Mengüç, bu süreçte gündelik su, tuz, şeker ihtiyaçlarıyla birlikte sinir sisteminin kendisini yenilemesi için olmazsa olmaz kabul edilen B1 vitaminin mutlaka alınması gerektiğinin altını çizdi. Vücudun asidoza (denge bozuklukları) kaymaması için de ayrıca açlık grevinde olanlara mutlaka bir karbonhidrat verilmesi gerektiğini belirten Mengüç, bu 5 temel gıdanın vücut kütlesine göre hesaplanarak günlük olarak mutlaka karşılanması gerektiğini vurguladı. Mengüç, özellikle açlık grevinin 40 gününü aşmış olanlarda bu genel ihtiyaçlar karşılanmadığı sürece, vücut enfeksiyonlarıyla karşılaşılabileceği uyarısında bulundu. 

‘B1 VİTAMİNİNİN VERİLMEDİĞİNE DAİR BAŞVURULAR ARTTI'

Uzamış açlık grevlerinde geri dönülemez kalıcı sekeller kalabildiğini belirten Mengüç, en sık karşılaşılan rahatsızlığın Wernicke-Korsakoff sendromu olduğuna dikkat çekti. Korsakoff sendromunun temel nedeninin, sinirlerin kendini yenileyememesi ve besleyememesine bağlı olduğunu aktaran Mengüç, bunun uzun süre B1 vitamini alınmamasından kaynaklandığına, B1 vitamininin bu yıkım sürecini önlediğine işaret etti.
------------------------------------------------------------
Yapılacak iş: Okuma parçasına göre uzamış açlık grevlerinde en sık karşılaşılan rahatsızlık hangisidir?

Nokta konumlandırma verileri:
------------------------------------------------------------
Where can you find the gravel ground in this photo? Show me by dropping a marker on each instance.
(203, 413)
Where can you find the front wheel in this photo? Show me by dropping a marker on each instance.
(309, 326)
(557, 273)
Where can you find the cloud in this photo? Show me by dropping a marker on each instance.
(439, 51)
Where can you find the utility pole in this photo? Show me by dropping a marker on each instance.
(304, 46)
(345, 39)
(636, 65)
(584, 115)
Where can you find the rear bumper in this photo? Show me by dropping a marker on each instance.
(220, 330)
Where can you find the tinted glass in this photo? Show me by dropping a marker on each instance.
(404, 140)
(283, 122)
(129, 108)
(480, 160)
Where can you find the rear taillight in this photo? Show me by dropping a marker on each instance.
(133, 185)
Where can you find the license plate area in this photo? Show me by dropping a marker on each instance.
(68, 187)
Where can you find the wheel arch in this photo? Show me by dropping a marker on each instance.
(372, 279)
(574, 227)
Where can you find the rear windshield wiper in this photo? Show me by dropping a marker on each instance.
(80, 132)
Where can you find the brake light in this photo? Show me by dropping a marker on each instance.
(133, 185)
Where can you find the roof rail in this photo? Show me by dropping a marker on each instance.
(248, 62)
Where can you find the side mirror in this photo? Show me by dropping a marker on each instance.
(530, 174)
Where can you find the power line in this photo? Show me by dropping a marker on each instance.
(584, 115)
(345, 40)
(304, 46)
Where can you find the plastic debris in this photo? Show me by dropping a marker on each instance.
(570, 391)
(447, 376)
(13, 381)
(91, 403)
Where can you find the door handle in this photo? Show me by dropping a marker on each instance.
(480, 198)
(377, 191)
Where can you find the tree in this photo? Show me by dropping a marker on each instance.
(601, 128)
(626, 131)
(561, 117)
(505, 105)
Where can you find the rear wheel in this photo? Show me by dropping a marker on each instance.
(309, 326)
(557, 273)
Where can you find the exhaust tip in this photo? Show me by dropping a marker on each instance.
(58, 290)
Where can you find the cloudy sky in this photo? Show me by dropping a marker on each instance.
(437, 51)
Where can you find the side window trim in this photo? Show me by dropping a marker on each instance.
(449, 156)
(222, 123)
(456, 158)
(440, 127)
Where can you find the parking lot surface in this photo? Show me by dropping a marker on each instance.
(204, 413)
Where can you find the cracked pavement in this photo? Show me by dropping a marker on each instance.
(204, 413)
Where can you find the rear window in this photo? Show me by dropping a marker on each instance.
------------------------------------------------------------
Sorunun çözümü: Wernicke-Korsakoff sendromu.